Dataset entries
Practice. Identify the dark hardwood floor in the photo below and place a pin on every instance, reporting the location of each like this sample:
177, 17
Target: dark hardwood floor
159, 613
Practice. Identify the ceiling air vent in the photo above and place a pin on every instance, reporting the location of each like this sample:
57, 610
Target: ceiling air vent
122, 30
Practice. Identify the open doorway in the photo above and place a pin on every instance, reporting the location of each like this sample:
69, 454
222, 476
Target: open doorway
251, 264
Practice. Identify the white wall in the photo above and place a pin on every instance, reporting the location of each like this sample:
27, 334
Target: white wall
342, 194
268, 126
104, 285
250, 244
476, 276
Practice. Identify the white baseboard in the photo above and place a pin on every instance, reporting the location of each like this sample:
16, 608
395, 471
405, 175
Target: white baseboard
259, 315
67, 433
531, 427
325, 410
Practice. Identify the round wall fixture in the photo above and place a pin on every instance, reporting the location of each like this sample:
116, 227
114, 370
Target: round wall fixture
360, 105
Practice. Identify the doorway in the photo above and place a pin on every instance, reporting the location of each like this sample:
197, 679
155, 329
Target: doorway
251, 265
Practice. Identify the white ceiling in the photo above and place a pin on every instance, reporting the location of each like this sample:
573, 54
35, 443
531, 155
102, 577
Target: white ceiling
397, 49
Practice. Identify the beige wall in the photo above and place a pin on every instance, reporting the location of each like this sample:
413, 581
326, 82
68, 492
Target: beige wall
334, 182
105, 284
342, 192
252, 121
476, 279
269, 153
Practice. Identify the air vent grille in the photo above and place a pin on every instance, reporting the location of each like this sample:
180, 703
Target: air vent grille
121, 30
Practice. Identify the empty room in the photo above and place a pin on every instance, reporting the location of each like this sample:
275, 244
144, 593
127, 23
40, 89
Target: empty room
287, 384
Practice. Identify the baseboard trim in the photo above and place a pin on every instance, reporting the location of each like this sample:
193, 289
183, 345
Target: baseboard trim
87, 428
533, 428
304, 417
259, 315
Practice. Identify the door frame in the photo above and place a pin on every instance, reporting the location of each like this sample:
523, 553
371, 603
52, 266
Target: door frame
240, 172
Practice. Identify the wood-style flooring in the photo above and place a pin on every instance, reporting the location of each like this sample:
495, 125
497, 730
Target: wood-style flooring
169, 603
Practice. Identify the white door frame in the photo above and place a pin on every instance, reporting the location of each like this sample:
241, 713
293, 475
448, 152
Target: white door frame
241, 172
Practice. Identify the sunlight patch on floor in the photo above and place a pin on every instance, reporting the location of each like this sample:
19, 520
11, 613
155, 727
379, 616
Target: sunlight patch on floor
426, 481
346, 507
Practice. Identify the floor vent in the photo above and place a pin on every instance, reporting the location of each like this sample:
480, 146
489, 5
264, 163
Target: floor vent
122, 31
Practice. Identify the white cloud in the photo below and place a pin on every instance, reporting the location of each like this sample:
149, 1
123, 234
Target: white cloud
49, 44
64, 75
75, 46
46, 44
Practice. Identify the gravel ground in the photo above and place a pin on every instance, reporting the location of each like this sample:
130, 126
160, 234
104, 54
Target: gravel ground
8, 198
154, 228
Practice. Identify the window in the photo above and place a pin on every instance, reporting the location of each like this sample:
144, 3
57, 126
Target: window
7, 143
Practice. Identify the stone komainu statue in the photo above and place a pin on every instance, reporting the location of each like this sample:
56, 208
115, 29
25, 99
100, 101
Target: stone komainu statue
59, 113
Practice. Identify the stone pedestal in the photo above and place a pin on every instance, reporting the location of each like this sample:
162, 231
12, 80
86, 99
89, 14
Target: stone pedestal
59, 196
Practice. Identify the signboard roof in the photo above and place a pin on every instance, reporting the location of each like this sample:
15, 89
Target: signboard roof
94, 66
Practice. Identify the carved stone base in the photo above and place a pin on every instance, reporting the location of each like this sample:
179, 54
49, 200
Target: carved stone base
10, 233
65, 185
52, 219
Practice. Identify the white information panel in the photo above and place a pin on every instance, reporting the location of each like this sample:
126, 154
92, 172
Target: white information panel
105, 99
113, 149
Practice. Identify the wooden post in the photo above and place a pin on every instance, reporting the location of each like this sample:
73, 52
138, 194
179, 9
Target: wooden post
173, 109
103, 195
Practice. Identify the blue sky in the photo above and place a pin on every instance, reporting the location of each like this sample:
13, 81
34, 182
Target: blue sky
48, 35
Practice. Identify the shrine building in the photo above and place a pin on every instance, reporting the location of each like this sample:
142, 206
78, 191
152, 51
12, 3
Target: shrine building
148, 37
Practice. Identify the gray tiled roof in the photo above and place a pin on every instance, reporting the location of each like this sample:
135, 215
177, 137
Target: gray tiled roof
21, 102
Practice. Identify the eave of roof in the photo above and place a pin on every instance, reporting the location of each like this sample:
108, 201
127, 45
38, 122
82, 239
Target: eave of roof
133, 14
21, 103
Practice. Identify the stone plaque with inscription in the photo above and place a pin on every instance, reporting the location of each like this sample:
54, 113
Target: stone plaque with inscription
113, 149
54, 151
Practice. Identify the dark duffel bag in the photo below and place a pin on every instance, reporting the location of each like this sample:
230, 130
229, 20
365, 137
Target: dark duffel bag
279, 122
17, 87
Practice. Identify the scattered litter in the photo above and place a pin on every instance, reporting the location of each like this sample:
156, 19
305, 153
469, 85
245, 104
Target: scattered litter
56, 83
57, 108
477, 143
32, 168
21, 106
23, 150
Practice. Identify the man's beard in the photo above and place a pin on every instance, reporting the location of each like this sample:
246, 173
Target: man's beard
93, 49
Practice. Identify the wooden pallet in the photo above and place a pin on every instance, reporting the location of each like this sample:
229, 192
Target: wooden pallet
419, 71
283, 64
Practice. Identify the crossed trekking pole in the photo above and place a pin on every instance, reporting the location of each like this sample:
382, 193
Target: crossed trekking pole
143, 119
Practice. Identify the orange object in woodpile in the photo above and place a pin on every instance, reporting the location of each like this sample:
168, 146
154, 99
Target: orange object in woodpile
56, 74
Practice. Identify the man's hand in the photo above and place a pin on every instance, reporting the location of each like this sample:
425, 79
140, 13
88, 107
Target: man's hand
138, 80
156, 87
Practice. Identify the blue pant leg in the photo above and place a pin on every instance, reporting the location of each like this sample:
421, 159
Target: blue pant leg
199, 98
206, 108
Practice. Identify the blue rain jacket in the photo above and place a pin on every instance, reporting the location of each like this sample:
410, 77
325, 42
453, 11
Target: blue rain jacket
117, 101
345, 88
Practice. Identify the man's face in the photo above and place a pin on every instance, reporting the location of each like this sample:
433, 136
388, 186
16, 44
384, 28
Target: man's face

DIRECTIONS »
Rewrite the records between the line holding "Practice. Identify the blue rain" and the end of the records, inclusive, and scale each answer coordinate by 1.5, rounding to whole numbers with halves going up. Copy everything else in those lines unchanged, including the sample coordinates.

EXERCISE RESULT »
Practice. Identify the blue rain jacket in the photo above and place a pin on every instance, reporting the location of each like this sample:
410, 77
325, 42
453, 11
Target: blue rain jacket
176, 152
518, 132
Practice. Identify the man's face in the photo above and place a pin on every instance, reporting the location of each like this sample:
433, 136
388, 186
16, 44
384, 28
Target: man's face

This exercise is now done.